EXERCISE PROMPT: Output all of the lines below exactly, and leave out each image.

RECORDED DATA:

<<<<

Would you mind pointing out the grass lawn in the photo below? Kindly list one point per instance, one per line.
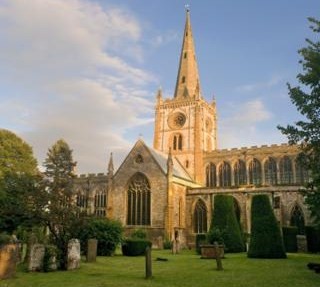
(184, 269)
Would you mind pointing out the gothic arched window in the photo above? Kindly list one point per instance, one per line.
(82, 201)
(270, 171)
(286, 174)
(255, 172)
(200, 218)
(225, 174)
(100, 202)
(302, 175)
(297, 219)
(138, 201)
(211, 175)
(240, 173)
(177, 142)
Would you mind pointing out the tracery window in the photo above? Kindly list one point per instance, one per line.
(138, 200)
(270, 171)
(82, 201)
(211, 175)
(200, 217)
(100, 203)
(286, 174)
(255, 172)
(240, 173)
(225, 174)
(177, 142)
(302, 175)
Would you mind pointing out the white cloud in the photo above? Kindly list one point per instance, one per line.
(68, 70)
(273, 81)
(246, 125)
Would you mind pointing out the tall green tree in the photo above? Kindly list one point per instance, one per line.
(306, 132)
(55, 201)
(266, 240)
(18, 180)
(225, 221)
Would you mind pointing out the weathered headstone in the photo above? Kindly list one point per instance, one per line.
(148, 263)
(8, 260)
(35, 260)
(218, 256)
(175, 246)
(302, 243)
(74, 254)
(92, 250)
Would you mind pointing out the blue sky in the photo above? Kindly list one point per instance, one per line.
(88, 71)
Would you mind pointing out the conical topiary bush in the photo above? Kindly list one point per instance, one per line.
(225, 221)
(266, 240)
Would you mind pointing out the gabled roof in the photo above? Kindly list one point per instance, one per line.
(161, 160)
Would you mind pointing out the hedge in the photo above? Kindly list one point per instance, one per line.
(224, 219)
(266, 240)
(108, 233)
(290, 238)
(135, 246)
(313, 238)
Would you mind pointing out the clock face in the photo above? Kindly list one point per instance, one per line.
(176, 120)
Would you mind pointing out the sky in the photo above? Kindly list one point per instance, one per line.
(88, 71)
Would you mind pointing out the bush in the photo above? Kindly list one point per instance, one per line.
(139, 233)
(135, 246)
(313, 238)
(200, 239)
(266, 240)
(290, 238)
(108, 233)
(224, 221)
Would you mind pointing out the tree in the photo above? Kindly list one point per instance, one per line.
(18, 180)
(55, 201)
(224, 221)
(306, 132)
(266, 240)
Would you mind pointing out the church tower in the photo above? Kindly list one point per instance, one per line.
(186, 123)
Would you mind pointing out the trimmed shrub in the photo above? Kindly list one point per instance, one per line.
(313, 238)
(224, 219)
(135, 246)
(108, 233)
(200, 239)
(289, 234)
(266, 240)
(139, 233)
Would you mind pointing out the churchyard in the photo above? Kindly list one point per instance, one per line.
(183, 269)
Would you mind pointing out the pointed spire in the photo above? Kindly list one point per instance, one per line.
(188, 76)
(159, 96)
(169, 163)
(110, 166)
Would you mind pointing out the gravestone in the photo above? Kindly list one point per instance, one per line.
(36, 255)
(92, 250)
(74, 254)
(8, 260)
(302, 243)
(148, 263)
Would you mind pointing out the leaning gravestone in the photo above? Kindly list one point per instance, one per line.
(302, 243)
(8, 260)
(92, 250)
(74, 254)
(35, 261)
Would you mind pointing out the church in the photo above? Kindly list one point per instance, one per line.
(168, 190)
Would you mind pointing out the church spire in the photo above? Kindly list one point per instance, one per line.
(188, 84)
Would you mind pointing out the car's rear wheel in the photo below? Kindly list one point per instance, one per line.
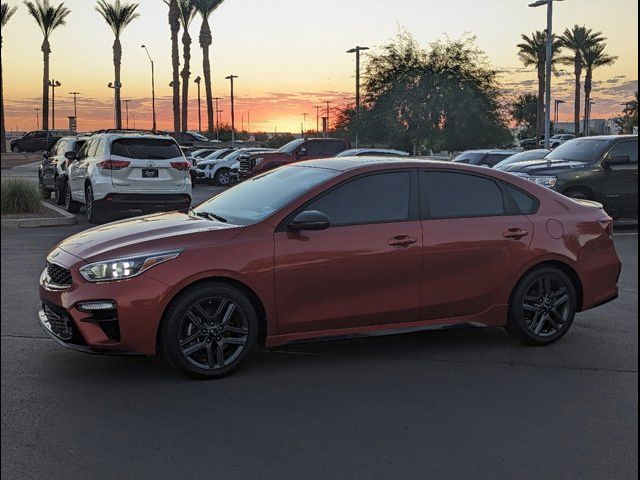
(208, 331)
(542, 307)
(223, 177)
(69, 203)
(95, 212)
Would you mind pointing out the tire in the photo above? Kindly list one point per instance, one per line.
(222, 178)
(94, 210)
(194, 335)
(69, 203)
(542, 307)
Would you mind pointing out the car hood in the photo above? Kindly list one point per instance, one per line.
(148, 233)
(542, 166)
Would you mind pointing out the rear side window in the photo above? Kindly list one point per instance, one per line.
(455, 195)
(375, 198)
(146, 148)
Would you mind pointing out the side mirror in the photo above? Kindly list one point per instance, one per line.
(310, 220)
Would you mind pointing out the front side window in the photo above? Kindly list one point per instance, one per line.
(456, 195)
(377, 198)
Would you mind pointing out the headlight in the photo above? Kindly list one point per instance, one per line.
(545, 181)
(123, 268)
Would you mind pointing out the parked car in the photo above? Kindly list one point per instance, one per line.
(294, 151)
(313, 250)
(36, 141)
(127, 171)
(52, 172)
(371, 152)
(524, 156)
(193, 140)
(603, 168)
(484, 158)
(217, 170)
(557, 140)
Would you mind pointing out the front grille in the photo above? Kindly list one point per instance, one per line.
(58, 276)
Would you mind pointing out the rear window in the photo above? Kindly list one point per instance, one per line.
(146, 148)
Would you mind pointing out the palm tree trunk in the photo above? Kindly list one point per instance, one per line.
(186, 53)
(117, 60)
(540, 110)
(577, 71)
(205, 41)
(46, 51)
(174, 23)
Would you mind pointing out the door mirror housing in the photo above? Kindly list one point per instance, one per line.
(619, 159)
(310, 220)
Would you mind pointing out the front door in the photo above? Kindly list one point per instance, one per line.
(364, 269)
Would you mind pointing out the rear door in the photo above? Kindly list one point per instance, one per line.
(142, 164)
(474, 240)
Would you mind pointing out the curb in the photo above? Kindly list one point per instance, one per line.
(66, 219)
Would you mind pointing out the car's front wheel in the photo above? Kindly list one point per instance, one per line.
(542, 307)
(209, 330)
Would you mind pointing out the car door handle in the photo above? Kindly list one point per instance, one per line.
(515, 233)
(401, 241)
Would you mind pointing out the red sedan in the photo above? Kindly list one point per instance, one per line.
(331, 248)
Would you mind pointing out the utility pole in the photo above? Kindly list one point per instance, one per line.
(217, 99)
(357, 51)
(153, 88)
(233, 118)
(197, 81)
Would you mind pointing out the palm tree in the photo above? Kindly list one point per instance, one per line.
(533, 53)
(576, 40)
(48, 19)
(205, 9)
(187, 14)
(174, 24)
(117, 15)
(7, 12)
(593, 57)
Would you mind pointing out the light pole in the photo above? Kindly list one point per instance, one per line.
(556, 117)
(233, 119)
(153, 87)
(53, 84)
(217, 99)
(547, 96)
(357, 51)
(197, 81)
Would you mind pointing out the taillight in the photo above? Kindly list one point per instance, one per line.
(607, 225)
(113, 164)
(182, 166)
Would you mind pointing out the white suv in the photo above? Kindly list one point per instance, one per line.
(116, 171)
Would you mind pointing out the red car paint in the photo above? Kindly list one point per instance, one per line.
(346, 280)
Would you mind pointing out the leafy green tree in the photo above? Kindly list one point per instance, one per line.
(117, 15)
(48, 18)
(533, 53)
(7, 12)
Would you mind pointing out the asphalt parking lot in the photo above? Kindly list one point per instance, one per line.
(466, 403)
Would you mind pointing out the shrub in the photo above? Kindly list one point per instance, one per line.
(20, 196)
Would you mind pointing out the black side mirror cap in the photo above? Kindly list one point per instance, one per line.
(310, 220)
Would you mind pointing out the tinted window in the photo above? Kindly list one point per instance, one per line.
(372, 199)
(451, 195)
(626, 148)
(146, 148)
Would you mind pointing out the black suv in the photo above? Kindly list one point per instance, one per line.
(36, 141)
(603, 168)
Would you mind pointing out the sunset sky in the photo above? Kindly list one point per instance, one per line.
(289, 55)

>>>>

REPLY TO THE EXERCISE:
Would you mind pointing out the grass lawn in the photo below? Kindly list one point per instance, one per line.
(184, 269)
Would you mind pointing out the gothic arched window in the photo above? Kindly list one point per instance, one per line.
(82, 201)
(270, 171)
(286, 174)
(255, 172)
(200, 218)
(225, 174)
(100, 202)
(302, 175)
(297, 219)
(138, 201)
(211, 175)
(240, 173)
(177, 142)
Would you mind pointing out the tracery window in the photo above? Kindly list one point per instance, one per line.
(138, 200)
(270, 171)
(82, 201)
(211, 175)
(200, 217)
(100, 203)
(286, 174)
(255, 172)
(240, 173)
(225, 174)
(177, 142)
(302, 175)
Would you mind pointing out the white cloud in the photo above? Kindly list one point per instance, one per line.
(68, 70)
(273, 81)
(246, 125)
Would you mind pointing out the tall green tree in the photo above? Kindly list one point per instance, one per line.
(306, 132)
(55, 201)
(266, 240)
(18, 180)
(225, 221)
Would you mind pointing out the weathered headstone in the photo above? Kindly list one point per instance, one per line.
(148, 263)
(8, 260)
(35, 260)
(218, 256)
(175, 246)
(302, 243)
(74, 254)
(92, 250)
Would you mind pointing out the blue sky in the photo above? Kindly list one point per instance, one per line.
(88, 71)
Would you mind pointing out the conical topiary bush in the photo above? Kindly list one point per instance, one per line.
(225, 221)
(266, 240)
Would you mind pointing out the gabled roof in the photo above? Kindly list one point per instance, one per line.
(161, 160)
Would you mind pointing out the hedge in the photo above? Kindly list one point per instance, one per line.
(224, 219)
(266, 240)
(108, 233)
(290, 238)
(135, 246)
(313, 238)
Would you mind pointing out the clock face in the photo above? Kindly list one point per instance, one per line.
(176, 120)
Would you mind pointing out the sky in the photo above? Kindly list one point per instance, one per line.
(88, 71)
Would you mind pointing out the bush in the photo above? Kindly list one point per instance, one per line.
(139, 233)
(135, 246)
(313, 238)
(200, 239)
(266, 240)
(290, 238)
(108, 233)
(224, 221)
Would you mind pointing out the tree in the photo above? Kindly list one point per instance, one per line.
(18, 180)
(55, 201)
(224, 221)
(306, 132)
(266, 240)
Would you mind pointing out the church tower in the photo above? Kindly list one point per instance, one per line.
(186, 123)
Would you mind pointing out the trimmed shrub in the photo above? Kindly list one point per instance, one per line.
(313, 238)
(224, 219)
(135, 246)
(108, 233)
(200, 239)
(289, 234)
(266, 240)
(139, 233)
Would you mind pointing out the churchyard in the photo above? Kindly list one point per instance, one per line.
(183, 269)
Would you mind pointing out the pointed spire in the photo above? Kindly list one point per instance, one per line.
(188, 76)
(159, 96)
(169, 163)
(110, 166)
Would you mind pointing out the gravestone in the photo above? Kindly list one point per instance, one per line.
(36, 255)
(92, 250)
(74, 254)
(8, 260)
(302, 243)
(148, 263)
Would you mind pointing out the leaning gravestone in the photo above? Kindly list one point per instance, one per line.
(302, 243)
(8, 260)
(92, 250)
(74, 254)
(35, 261)
Would you mind pointing out the church in the photo above? Kindly list one point per instance, one per line.
(168, 190)
Would you mind pointing out the church spire in the photo above? Kindly list one point per instance, one per line.
(188, 84)
Would you mind pointing out the car's rear wheel in the photo below? Kindly list one point per instance, one per line.
(208, 331)
(542, 307)
(223, 177)
(69, 203)
(95, 212)
Would you mind pointing out the tire in the photo above? Kindly list one point per instance, one per line.
(222, 178)
(94, 210)
(194, 335)
(69, 203)
(542, 307)
Would you mind pointing out the car hood in the photo above? Kindly list one point per instance, one per line.
(148, 233)
(542, 166)
Would you mind pointing out the rear side window in the photo above? Kindly list one point per instance, one per line.
(455, 195)
(375, 198)
(146, 148)
Would you mind pointing out the side mirror in the photo above? Kindly list one point per instance, one per line.
(310, 220)
Would you mind pointing out the front side window in the photo above? Kindly list one point per instance, one per line.
(456, 195)
(377, 198)
Would you mind pointing out the headlight in the photo above? Kindly list one point per instance, one per line.
(545, 181)
(123, 268)
Would you mind pointing out the parked car in the photo above? Kindly list one point per instance, one per line.
(294, 151)
(313, 250)
(36, 141)
(127, 171)
(52, 172)
(371, 152)
(524, 156)
(193, 140)
(603, 168)
(484, 158)
(217, 170)
(557, 140)
Would you mind pointing out the front grille in the photo above? Kindly list one point per instance, one per line.
(58, 276)
Would you mind pointing out the rear window in the photo above? Kindly list one point per instance, one per line.
(146, 148)
Would you mind pointing out the palm tree trunk in the photo above? Kindly list one point per instance, one per line.
(186, 53)
(117, 60)
(540, 110)
(577, 71)
(205, 41)
(46, 51)
(174, 23)
Would you mind pointing out the door mirror housing in the photo above? Kindly list one point per instance, one per line.
(619, 159)
(310, 220)
Would you mind pointing out the front door in the photo above? Kindly list one point per instance, one per line.
(364, 269)
Would you mind pointing out the rear door in the photo above? Kindly list one point per instance, one per line.
(142, 164)
(474, 240)
Would you mind pointing out the curb in the photo above? Kindly list one point per instance, one per line.
(66, 219)
Would you mind pointing out the car's front wheel in the photo above? Kindly list one point per instance, one per line.
(542, 307)
(209, 330)
Would you mind pointing out the car door handle in the photo above? Kindly list one point per instance, one per line.
(515, 233)
(401, 241)
Would you mind pointing out the red sedan in the photo above? Kindly list one point per instance, one per line.
(331, 248)
Would you mind pointing out the utility pole in the photo above? Kindly list one point per instance, one per line.
(217, 99)
(357, 51)
(153, 88)
(233, 118)
(197, 81)
Would you mind pointing out the palm tree in the photo above? Kindly list one point per instance, one per line.
(533, 53)
(576, 40)
(48, 19)
(205, 9)
(187, 14)
(174, 24)
(117, 15)
(7, 12)
(593, 57)
Would you mind pointing out the light pole in the photo above? Kindly list one point per instance, one per line.
(556, 117)
(233, 119)
(153, 87)
(53, 84)
(217, 99)
(547, 96)
(357, 51)
(197, 81)
Would you mind pointing out the taillight in the photo above? Kindly list one point per instance, one per line.
(607, 225)
(113, 164)
(182, 166)
Would you mind pointing out the white suv in the photo above? Kindly list one point per instance, one per line.
(116, 171)
Would you mind pointing out the red car paint in the photo above? Kindly list one point per instance, one per line.
(346, 280)
Would you mind pointing out the leafy green tree in the photo above? Kindly list one point per instance, one per line.
(117, 15)
(48, 18)
(533, 53)
(7, 12)
Would you mind pointing out the asphalt parking lot in the photo above? Kindly list one point per instance, one per line.
(466, 403)
Would you mind pointing out the shrub in the photo above? Kindly list one point per instance, one per line.
(20, 196)
Would you mind pointing out the black side mirror cap in the photo above? Kindly list one point per instance, one per line.
(310, 220)
Would you mind pointing out the tinted window in the photo above? Kindly list one point per instance, one per line.
(372, 199)
(451, 195)
(626, 148)
(146, 148)
Would you mind pointing out the black suv in the photo above? Kindly list one point per instance, one per line.
(36, 141)
(603, 168)
Would you mind pointing out the sunset sky in the photo above? Kindly list one point per instance, one per line.
(289, 55)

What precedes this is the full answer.